Provided data:
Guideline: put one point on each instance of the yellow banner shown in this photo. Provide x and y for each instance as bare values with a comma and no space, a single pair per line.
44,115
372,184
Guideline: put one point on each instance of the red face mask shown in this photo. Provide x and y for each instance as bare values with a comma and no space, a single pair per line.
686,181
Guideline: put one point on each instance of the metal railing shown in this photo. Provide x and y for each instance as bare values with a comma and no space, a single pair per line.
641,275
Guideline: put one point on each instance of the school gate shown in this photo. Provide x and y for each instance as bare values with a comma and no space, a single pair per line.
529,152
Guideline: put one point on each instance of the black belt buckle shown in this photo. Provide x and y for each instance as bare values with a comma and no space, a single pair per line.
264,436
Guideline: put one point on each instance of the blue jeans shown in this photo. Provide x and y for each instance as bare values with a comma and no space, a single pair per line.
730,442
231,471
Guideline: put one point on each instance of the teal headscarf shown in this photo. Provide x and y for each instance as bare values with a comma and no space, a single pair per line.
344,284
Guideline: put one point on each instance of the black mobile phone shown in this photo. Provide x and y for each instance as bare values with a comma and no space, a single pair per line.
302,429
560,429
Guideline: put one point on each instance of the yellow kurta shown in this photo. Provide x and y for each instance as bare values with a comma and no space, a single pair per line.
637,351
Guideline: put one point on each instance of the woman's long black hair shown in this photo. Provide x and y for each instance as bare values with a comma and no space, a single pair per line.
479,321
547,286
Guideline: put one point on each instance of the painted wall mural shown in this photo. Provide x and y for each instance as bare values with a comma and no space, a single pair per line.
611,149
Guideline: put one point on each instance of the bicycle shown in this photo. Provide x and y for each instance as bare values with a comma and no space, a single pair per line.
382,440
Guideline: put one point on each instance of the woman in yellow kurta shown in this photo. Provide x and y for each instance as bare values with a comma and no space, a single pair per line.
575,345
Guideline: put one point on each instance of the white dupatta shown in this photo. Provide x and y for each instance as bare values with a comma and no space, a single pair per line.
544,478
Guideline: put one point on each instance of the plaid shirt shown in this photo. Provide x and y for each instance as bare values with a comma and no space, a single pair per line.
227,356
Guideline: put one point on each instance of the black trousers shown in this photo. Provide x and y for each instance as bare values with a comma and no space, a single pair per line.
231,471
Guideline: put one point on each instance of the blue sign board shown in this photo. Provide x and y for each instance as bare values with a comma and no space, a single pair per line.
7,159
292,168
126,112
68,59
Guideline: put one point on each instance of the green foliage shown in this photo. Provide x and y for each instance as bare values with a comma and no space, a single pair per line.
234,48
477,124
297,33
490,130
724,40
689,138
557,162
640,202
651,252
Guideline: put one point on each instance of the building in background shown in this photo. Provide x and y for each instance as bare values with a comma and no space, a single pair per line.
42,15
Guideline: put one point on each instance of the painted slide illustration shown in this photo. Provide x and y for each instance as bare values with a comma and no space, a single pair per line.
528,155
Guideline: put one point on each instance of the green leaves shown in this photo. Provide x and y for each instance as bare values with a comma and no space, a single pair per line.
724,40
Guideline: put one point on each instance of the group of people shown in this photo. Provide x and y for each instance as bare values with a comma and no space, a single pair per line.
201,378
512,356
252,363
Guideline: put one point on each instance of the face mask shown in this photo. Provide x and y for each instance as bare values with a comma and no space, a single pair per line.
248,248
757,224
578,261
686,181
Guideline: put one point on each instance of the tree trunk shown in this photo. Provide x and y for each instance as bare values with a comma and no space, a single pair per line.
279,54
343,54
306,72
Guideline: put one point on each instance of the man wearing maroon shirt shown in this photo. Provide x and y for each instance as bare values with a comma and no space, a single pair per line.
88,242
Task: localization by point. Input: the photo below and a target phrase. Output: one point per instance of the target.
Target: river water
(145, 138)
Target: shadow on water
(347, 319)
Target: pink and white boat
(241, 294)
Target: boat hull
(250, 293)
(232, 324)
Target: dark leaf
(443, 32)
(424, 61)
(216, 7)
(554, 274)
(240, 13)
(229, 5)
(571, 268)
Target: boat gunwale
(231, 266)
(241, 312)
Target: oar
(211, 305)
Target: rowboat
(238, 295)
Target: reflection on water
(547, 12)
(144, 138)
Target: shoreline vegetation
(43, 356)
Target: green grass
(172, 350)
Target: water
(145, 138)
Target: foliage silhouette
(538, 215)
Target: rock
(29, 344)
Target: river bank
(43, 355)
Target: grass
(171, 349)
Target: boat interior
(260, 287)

Your objective:
Write out exactly the final stretch of the records: the line containing "Task: localization by" and every line after it, through the last, and nothing else.

Exercise solution:
Task: localization by point. Input: the photo below and a target phrase. Output: one point per instance of the target.
Target: river water
(145, 138)
Target: shadow on water
(347, 319)
Target: pink and white boat
(241, 294)
Target: boat hull
(250, 293)
(232, 324)
Target: dark leaf
(443, 32)
(424, 61)
(216, 7)
(554, 274)
(240, 13)
(229, 5)
(571, 268)
Target: boat gunwale
(231, 266)
(241, 312)
Target: oar
(211, 305)
Target: rowboat
(238, 295)
Target: reflection on water
(547, 12)
(144, 138)
Target: shoreline vegetation
(43, 356)
Target: green grass
(172, 350)
Target: water
(145, 138)
Target: foliage silhouette
(538, 215)
Target: rock
(29, 344)
Target: river bank
(43, 355)
Target: grass
(171, 349)
Target: boat interior
(260, 287)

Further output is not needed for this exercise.